• **Exercise objective**
Please copy every line of the data in which the string "truck" appears.

- Opening Delimiter -

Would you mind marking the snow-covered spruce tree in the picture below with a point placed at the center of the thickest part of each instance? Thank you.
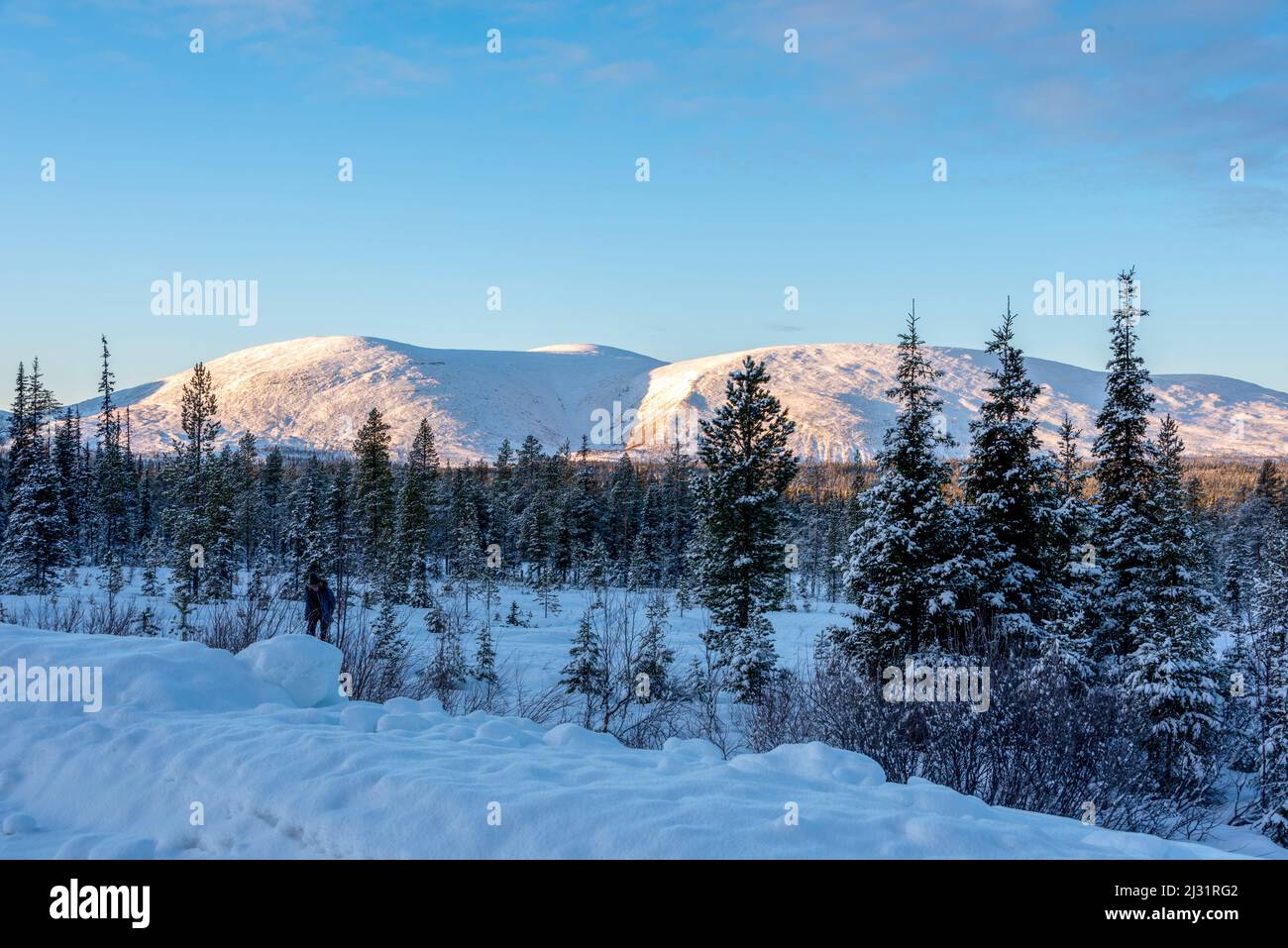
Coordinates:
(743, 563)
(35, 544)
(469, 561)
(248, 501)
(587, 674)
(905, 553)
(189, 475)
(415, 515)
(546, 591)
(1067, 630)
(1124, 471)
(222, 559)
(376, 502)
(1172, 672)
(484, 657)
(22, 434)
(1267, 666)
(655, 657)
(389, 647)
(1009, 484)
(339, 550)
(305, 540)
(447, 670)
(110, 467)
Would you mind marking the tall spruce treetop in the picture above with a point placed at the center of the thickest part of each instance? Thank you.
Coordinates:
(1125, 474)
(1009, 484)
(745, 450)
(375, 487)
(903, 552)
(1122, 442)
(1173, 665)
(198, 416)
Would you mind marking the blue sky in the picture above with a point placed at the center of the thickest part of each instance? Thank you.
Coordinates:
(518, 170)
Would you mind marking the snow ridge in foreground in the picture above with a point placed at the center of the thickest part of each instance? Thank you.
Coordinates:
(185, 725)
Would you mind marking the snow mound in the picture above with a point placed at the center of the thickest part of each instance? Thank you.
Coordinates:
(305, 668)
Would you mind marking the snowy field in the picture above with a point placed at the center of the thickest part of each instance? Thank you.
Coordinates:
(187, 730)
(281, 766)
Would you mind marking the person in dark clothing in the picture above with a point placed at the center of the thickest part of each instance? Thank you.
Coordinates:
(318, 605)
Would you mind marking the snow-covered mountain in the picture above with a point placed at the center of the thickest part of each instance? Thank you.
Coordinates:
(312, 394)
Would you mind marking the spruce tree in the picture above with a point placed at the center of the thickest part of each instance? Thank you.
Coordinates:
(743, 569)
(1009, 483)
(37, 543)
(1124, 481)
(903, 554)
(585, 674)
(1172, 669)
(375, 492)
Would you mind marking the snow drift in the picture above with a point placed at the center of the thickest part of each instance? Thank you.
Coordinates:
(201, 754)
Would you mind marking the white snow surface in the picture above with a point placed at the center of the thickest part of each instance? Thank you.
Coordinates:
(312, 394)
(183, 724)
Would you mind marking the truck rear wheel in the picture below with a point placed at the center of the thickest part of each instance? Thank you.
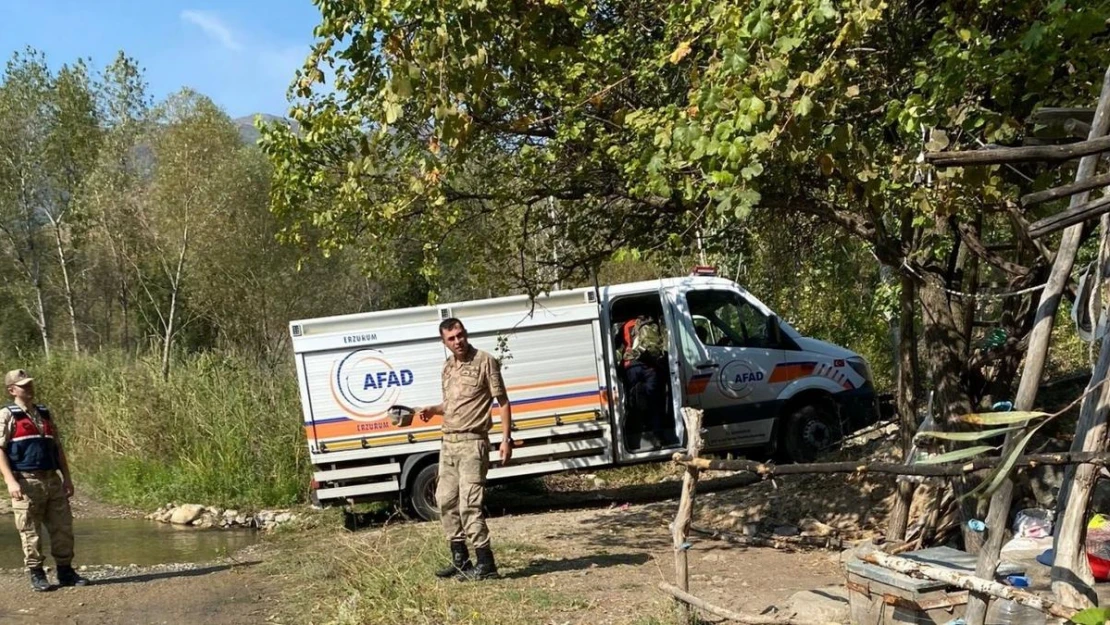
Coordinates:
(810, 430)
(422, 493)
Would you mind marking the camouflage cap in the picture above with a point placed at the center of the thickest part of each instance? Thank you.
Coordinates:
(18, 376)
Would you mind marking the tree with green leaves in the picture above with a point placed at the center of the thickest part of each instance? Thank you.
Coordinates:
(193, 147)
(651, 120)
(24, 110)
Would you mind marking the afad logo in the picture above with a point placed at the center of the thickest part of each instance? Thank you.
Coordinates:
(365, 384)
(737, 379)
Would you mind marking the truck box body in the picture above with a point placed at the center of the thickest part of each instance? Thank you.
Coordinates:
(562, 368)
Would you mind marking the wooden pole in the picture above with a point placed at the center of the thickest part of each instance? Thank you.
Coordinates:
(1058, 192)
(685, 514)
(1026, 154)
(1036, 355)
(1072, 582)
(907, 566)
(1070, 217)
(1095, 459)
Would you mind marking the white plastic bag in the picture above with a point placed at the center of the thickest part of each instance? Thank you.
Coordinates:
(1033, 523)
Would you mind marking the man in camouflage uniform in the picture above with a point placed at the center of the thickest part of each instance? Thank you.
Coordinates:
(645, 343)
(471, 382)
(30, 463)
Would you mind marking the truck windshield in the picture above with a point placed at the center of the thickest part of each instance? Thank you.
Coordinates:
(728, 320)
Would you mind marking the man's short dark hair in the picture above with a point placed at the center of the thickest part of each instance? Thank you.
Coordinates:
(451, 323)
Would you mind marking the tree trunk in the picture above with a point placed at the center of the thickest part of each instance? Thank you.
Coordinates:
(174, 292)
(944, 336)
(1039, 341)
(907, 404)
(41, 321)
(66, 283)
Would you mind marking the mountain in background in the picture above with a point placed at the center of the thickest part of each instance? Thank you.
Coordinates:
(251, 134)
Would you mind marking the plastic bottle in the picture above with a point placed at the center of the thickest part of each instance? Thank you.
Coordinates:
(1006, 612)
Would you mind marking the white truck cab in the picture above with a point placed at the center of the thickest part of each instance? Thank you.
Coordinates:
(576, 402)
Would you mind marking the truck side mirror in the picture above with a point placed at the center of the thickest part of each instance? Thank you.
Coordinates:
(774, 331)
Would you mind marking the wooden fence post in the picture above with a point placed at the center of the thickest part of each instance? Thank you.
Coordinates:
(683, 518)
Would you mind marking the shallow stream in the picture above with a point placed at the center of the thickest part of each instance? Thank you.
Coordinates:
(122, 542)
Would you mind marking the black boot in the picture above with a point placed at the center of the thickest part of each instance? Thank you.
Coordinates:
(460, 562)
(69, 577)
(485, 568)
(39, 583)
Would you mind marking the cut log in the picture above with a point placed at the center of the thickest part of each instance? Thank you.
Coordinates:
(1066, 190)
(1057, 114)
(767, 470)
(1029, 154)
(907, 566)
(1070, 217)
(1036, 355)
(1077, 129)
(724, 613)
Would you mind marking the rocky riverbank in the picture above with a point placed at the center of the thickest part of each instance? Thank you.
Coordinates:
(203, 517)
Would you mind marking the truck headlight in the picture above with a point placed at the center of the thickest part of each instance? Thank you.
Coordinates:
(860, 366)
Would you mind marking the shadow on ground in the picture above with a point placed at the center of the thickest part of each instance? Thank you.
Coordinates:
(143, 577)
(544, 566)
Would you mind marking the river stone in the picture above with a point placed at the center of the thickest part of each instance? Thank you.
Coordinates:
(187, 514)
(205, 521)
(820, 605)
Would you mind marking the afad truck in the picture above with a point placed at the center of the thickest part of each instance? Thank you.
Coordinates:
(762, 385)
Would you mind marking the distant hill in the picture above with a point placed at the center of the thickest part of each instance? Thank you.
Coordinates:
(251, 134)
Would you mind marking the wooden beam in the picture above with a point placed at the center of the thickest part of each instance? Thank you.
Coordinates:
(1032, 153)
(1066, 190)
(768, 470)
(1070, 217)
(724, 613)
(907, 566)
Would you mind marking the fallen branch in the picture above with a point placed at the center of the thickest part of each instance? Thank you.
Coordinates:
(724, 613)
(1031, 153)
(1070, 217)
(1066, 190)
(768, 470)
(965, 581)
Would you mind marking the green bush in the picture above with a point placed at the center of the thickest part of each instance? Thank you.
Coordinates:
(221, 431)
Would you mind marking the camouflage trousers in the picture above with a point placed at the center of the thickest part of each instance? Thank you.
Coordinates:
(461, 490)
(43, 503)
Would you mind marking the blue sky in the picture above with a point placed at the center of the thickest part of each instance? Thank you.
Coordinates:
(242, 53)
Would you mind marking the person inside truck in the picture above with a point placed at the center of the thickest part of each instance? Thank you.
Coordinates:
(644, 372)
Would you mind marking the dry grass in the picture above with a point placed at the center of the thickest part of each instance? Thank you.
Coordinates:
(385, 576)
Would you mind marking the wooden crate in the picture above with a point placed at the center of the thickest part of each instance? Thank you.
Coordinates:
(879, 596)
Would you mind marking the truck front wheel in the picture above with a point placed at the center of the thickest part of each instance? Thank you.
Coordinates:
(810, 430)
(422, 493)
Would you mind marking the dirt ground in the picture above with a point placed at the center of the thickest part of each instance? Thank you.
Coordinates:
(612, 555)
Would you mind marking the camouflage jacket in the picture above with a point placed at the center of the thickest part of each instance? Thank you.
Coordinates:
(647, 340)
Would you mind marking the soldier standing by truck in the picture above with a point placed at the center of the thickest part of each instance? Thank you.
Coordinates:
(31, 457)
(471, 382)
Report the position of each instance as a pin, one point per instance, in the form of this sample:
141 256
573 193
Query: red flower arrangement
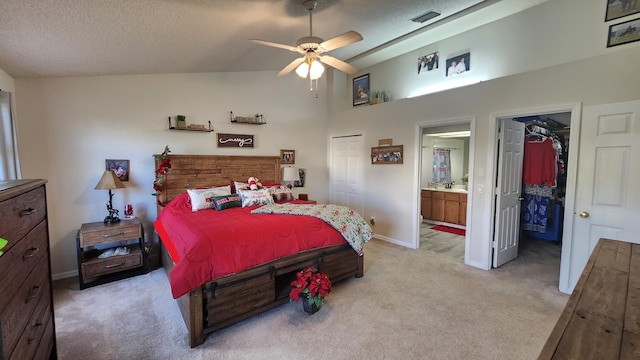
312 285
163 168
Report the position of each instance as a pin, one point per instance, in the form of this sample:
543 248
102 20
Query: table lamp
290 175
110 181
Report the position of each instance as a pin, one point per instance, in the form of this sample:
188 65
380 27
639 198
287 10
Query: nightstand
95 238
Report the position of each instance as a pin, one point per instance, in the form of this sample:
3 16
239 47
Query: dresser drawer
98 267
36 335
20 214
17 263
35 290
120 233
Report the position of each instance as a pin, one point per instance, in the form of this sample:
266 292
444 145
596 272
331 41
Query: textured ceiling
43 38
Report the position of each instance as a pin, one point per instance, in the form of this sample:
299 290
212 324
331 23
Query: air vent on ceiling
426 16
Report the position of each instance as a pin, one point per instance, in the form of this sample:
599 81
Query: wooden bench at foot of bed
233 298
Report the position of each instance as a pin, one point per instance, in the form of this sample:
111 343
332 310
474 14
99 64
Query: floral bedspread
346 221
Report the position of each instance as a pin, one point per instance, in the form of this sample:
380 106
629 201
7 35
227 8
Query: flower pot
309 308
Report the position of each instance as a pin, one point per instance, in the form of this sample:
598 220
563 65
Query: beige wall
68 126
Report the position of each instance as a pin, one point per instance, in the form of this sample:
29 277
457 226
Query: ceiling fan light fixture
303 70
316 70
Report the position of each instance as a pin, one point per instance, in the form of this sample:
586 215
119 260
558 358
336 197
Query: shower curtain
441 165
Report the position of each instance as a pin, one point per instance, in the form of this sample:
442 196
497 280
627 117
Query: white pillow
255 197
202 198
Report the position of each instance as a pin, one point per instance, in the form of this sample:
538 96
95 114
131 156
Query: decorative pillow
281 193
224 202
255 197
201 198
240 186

- Closing Delimiter -

• **Solution to this task**
Would you mind marking the truck rear wheel in the picture below with a point placed at the center of the thickest part of each instance? Thank you.
Would you mind marking the truck box body in the picture above with a point placed at the center of the thickest part of each instance? Thank you.
Would you mind marking the truck windshield in the picture above with a point placed at the center of the thickest part of each instance? Thank you.
Would you mind marking the white truck cab in the picture above with a point placed at the center of the thickest part of each instance? Thank you.
Would you mind marking the truck side mirror in the picture above with a point placed at the center of the thickest part of each instance? Thank you.
Would you mind marking the truck headlight in the picture above with a point placed at the center of the thickest part of each instance? Thank you.
Would you mind marking the afad truck in the picture above with a point placed at the center of the thickest part of each instance? Thank you.
Would you mind marking the person inside truck in the picture above with a point placed at the center of the thickest part of each instance? Thank you.
Would you mind marking the truck front wheel in the picture above with a point placed at the center of the thickest part of each instance? Thank you.
Would you mind marking the soldier standing by truck in the picture above with a point placed at the center of the thickest part of each instance? Thank you.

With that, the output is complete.